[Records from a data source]
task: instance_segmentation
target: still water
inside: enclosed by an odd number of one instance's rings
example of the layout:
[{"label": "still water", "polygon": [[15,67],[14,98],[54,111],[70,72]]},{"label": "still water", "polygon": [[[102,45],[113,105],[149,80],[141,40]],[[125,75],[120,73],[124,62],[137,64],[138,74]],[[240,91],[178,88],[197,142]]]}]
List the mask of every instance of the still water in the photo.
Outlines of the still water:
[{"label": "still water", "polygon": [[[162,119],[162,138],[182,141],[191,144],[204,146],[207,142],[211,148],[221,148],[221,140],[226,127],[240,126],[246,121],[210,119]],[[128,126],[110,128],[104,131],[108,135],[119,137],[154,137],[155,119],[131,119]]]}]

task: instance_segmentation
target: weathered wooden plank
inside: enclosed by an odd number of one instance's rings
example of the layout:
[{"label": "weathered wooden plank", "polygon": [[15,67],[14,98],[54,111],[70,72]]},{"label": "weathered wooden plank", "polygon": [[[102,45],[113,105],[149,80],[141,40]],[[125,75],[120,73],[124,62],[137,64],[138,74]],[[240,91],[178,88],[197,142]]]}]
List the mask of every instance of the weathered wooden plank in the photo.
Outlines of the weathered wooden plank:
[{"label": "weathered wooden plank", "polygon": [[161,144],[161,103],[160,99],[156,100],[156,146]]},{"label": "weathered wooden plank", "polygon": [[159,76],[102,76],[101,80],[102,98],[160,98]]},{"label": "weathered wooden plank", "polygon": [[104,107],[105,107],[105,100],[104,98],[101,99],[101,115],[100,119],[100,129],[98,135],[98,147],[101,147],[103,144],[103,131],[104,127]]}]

STATED PROBLEM.
Rewrite every item above with "example of the layout" replaced by "layout sample" each time it occurs, keeping all other text the same.

OUTPUT OF THE EXERCISE.
task: instance_segmentation
target: still water
inside: enclosed by an odd number of one instance's rings
layout sample:
[{"label": "still water", "polygon": [[15,67],[14,98],[54,111],[70,72]]},{"label": "still water", "polygon": [[[102,45],[113,105],[149,80],[141,40]],[[125,75],[120,73],[124,62],[137,64],[138,74]],[[240,91],[178,88],[197,142]]]}]
List the mask of every instance of the still water in the photo.
Outlines of the still water:
[{"label": "still water", "polygon": [[[162,119],[162,138],[182,141],[191,144],[204,146],[207,142],[211,148],[221,148],[221,140],[226,127],[240,126],[246,121],[210,119]],[[128,126],[110,128],[104,131],[108,135],[119,137],[154,137],[155,119],[131,119]]]}]

task: instance_segmentation
target: weathered wooden plank
inside: enclosed by an odd number of one instance's rings
layout sample:
[{"label": "weathered wooden plank", "polygon": [[15,67],[14,98],[54,111],[70,72]]},{"label": "weathered wooden plank", "polygon": [[[102,45],[113,105],[149,80],[141,40]],[[125,75],[120,73],[124,62],[137,64],[138,74]],[[240,91],[178,88],[197,142]]]}]
List the mask of every instance of the weathered wooden plank in the photo.
Outlines of the weathered wooden plank:
[{"label": "weathered wooden plank", "polygon": [[161,144],[161,103],[160,99],[156,100],[156,146]]},{"label": "weathered wooden plank", "polygon": [[159,76],[102,76],[101,80],[102,98],[160,98]]},{"label": "weathered wooden plank", "polygon": [[104,107],[105,107],[105,100],[104,98],[101,99],[101,115],[100,119],[100,129],[98,135],[98,147],[101,147],[103,144],[103,131],[104,127]]}]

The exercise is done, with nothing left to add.